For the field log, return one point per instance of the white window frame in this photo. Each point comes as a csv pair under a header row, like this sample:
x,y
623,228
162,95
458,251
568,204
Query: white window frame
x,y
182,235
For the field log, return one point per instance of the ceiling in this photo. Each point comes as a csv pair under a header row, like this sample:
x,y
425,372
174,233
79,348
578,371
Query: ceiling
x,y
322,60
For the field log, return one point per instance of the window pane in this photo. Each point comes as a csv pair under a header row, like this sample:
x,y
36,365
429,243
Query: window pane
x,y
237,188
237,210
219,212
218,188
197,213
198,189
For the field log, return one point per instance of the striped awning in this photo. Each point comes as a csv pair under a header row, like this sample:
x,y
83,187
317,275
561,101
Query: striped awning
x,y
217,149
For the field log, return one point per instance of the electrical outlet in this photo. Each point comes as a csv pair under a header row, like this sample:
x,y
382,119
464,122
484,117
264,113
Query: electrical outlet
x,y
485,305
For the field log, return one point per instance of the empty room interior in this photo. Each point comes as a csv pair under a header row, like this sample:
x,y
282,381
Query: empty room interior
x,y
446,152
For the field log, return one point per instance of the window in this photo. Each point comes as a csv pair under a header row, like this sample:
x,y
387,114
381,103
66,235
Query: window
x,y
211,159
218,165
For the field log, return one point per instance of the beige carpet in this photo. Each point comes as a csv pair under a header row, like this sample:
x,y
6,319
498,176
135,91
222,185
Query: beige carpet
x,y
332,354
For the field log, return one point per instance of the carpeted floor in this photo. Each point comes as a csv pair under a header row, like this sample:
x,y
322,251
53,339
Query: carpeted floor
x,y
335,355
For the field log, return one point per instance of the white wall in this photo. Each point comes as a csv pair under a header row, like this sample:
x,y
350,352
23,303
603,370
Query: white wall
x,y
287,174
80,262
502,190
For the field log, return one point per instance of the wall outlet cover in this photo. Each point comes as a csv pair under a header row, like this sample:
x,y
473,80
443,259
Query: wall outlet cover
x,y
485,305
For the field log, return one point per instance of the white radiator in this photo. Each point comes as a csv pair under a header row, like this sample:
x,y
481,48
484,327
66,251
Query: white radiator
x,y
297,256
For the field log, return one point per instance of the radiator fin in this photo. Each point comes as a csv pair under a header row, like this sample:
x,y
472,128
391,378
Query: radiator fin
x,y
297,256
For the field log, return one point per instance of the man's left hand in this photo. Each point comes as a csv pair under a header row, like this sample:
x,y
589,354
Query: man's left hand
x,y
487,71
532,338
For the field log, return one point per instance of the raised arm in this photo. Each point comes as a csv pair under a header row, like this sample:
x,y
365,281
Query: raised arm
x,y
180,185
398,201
——
▶ **Task statement**
Every line of the data above should be copied exactly.

▶ **Solution for this task**
For the field log, return one point per instance of the white window frame in this photo. Each point comes as a csv pair under a header row, like this sample:
x,y
623,228
162,95
458,251
568,204
Query: white window frame
x,y
182,235
For the field log, return one point per instance of the ceiling in this photo. Each point comes as a csv pair under a header row, like this sample:
x,y
425,372
174,233
79,348
578,371
Query: ceiling
x,y
322,60
For the field log, return one point per instance of the window pane in this photo. Each point comes as a csv pair under a header row, like this sample:
x,y
36,365
429,243
Query: window pane
x,y
237,188
237,210
219,212
218,188
197,213
198,189
For the field log, return one point per instance of the striped awning in this photo. Each point comes as a csv pair under a header row, like this sample:
x,y
83,187
317,275
561,101
Query: striped awning
x,y
217,149
For the field log, return one point per instance of the electrical outlet in this photo. Each point comes as a csv pair under a header row, like this sample:
x,y
382,119
464,122
484,117
264,113
Query: electrical outlet
x,y
485,305
For the field log, return one point per instance of the empty room interior in this photo. Each point comes as a csv pair under a header row, like this sample:
x,y
282,381
Query: empty room interior
x,y
446,152
For the field log, return one point per instance of the window in this photo. Each point comes as a csv pair under a header row, like this sample:
x,y
387,114
381,103
66,235
Query: window
x,y
211,159
218,165
For the field log, return one point per instance of the beige carpet in this photo. Each point comes as a csv pair under a header row, like this sample:
x,y
6,319
498,176
135,91
222,185
Query: beige carpet
x,y
332,354
For the field log, return one point per instance of the carpeted floor in this photo. Each point comes as a csv pair under a header row, like this sample:
x,y
322,251
53,339
Query: carpeted floor
x,y
335,355
For the field log, return one point per instance of the white wall in this photo. Each point comes as a csv pair under a header row, like this sample:
x,y
350,352
23,303
603,370
Query: white wall
x,y
287,174
80,262
502,190
For the field log, return one point per instance of the wall outlet cover in this photo. Each point comes as a csv pair under a header row, like this sample:
x,y
473,80
443,259
Query: wall outlet cover
x,y
485,305
For the field log, return one point per instance of the white radiator in this photo. Each point comes as a csv pair under a header row, like this sample:
x,y
481,48
484,327
66,251
Query: white radiator
x,y
297,256
For the field log, return one point per instance of the radiator fin in this photo. Each point comes as a csv pair under a header row, like this sample:
x,y
472,128
391,378
Query: radiator fin
x,y
297,256
For the field log, return one point per instance of the man's left hand in this photo. Each point comes as a csv pair under a header row, like this sample:
x,y
589,354
Query: man's left hand
x,y
487,71
532,338
For the field log, return one point per instance of the raised arm in this photo. Each point comes as a csv pair under a header row, like this sample:
x,y
365,281
Query: raised arm
x,y
180,185
398,201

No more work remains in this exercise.